[Referring expression pointing data]
_ _ _ _ _
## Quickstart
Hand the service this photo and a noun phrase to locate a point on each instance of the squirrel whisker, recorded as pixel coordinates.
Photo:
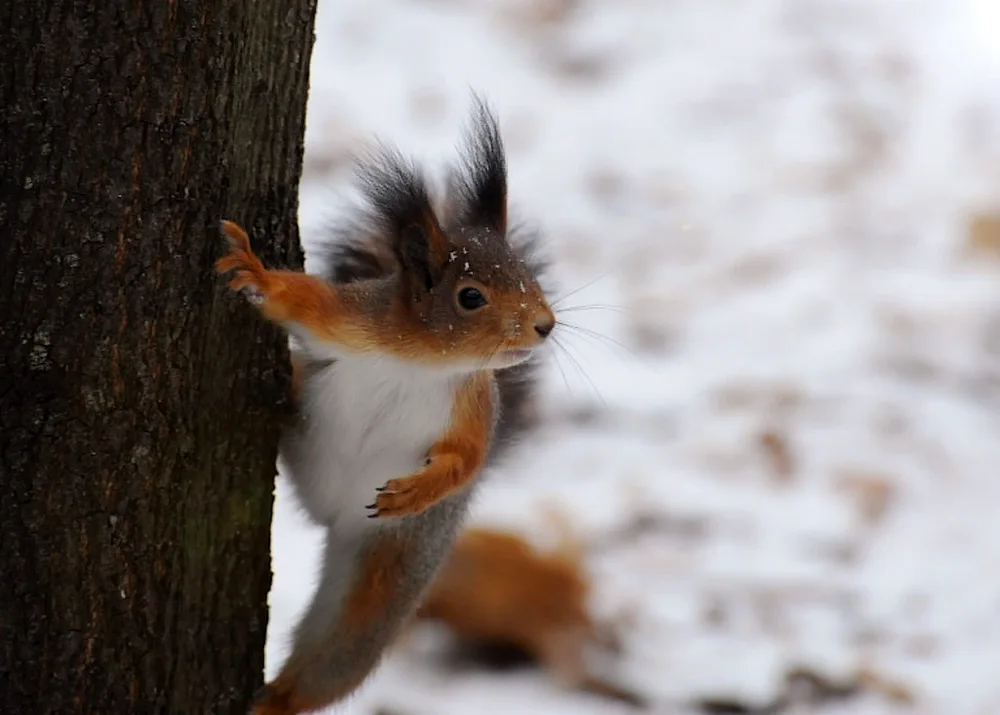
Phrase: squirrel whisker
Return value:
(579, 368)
_ _ _ _ _
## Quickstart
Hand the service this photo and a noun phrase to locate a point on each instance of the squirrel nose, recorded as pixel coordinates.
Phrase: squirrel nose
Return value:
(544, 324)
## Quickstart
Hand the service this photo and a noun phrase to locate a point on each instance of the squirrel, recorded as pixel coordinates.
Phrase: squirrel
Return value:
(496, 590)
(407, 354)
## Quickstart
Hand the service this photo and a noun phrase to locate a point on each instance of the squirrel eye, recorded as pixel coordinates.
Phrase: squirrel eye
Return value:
_ _ _ _ _
- **ACTIVITY**
Take every line above where "pixel" appears and copy it.

- **WRITTEN ANSWER**
Hand the service this photo and a noun phrase to locate a point on each instance of the squirrel whisker, recorded as pixel coordinates.
Hand the service this photo and a noun phrase to locate a point on each instance of the squirrel nose, recorded as pixel coordinates.
Hand the service this photo and a noun phrase to locate a point on each instance of the squirrel, recorded as pixel coordinates.
Hand the service this photo and a noun phrase to locate a point on each instance of the squirrel eye, recorded as pixel coordinates.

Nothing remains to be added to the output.